Can you pick out every line below that contains the word "plant", treating uppercase and lowercase as different, and copy each of those lines in full?
[START Supplied information]
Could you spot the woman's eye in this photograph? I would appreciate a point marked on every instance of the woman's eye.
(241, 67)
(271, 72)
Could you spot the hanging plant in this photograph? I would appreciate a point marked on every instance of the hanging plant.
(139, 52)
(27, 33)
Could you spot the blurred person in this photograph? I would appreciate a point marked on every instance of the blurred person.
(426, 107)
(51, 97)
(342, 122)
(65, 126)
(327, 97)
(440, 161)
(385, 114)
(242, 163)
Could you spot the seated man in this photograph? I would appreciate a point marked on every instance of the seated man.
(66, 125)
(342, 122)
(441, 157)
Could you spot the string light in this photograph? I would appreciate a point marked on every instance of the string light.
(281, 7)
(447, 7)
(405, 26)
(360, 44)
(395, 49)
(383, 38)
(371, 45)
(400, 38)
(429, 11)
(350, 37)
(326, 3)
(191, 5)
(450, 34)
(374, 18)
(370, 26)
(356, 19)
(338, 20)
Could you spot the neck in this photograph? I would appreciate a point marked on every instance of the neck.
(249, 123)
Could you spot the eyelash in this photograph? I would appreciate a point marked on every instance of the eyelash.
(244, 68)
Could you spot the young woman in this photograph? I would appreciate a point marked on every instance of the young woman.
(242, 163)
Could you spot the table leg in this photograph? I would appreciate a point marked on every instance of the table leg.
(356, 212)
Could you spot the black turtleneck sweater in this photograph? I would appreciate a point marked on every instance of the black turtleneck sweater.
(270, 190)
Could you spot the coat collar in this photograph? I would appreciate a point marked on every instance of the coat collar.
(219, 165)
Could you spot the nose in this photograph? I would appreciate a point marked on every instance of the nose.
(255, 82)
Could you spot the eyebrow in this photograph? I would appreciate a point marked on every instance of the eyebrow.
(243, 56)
[END Supplied information]
[START Supplied information]
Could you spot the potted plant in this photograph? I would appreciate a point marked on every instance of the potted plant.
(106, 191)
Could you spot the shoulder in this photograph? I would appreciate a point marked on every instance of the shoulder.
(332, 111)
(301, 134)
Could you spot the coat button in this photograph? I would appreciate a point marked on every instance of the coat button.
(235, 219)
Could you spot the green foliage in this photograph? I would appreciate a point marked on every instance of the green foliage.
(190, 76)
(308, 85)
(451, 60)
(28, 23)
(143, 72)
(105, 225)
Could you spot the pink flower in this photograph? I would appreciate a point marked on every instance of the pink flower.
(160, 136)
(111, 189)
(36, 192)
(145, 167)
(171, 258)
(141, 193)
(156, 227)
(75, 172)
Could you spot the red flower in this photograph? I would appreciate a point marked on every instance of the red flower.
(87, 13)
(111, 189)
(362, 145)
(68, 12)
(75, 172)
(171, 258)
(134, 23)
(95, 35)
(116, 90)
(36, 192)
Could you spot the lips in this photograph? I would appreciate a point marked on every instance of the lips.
[END Supplied information]
[START Supplied information]
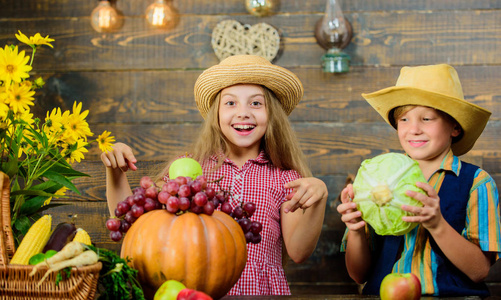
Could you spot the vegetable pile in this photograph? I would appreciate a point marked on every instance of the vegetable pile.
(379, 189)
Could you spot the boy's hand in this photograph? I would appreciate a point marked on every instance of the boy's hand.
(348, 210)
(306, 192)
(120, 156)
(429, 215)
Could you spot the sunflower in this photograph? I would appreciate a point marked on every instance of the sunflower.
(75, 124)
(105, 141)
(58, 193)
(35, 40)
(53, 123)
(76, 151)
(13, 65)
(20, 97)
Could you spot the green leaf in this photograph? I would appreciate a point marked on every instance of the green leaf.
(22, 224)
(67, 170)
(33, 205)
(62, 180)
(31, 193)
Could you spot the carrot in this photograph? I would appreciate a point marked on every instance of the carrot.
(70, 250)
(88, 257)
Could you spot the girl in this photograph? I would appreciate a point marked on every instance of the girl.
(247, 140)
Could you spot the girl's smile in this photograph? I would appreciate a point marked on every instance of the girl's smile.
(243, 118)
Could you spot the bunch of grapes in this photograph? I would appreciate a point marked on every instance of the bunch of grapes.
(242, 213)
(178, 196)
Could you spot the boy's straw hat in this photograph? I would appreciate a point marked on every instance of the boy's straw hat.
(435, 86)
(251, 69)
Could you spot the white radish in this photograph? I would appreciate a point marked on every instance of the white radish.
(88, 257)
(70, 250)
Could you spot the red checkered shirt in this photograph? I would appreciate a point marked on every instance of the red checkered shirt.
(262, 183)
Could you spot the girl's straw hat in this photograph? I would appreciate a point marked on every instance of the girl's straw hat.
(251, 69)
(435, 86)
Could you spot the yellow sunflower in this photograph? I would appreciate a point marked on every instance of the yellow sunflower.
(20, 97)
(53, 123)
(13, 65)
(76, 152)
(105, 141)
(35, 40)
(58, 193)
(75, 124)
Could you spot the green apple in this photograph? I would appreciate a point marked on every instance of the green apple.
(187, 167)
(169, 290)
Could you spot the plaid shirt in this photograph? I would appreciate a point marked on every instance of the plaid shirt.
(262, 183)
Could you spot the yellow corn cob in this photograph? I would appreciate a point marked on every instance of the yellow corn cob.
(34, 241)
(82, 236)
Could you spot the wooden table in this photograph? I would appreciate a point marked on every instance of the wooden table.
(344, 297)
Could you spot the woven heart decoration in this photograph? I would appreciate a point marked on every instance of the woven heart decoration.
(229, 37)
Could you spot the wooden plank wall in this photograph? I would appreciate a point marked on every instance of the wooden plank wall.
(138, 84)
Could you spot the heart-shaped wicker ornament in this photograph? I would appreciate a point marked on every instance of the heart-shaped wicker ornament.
[END Supplied information]
• _Exercise output_:
Could you spot the hanging plant in this photograph? I would appreciate a point marked on every instance of the hanging plant.
Could you spot the potted plant in this photograph? I would appreciate a point marked on every instance of the potted plant.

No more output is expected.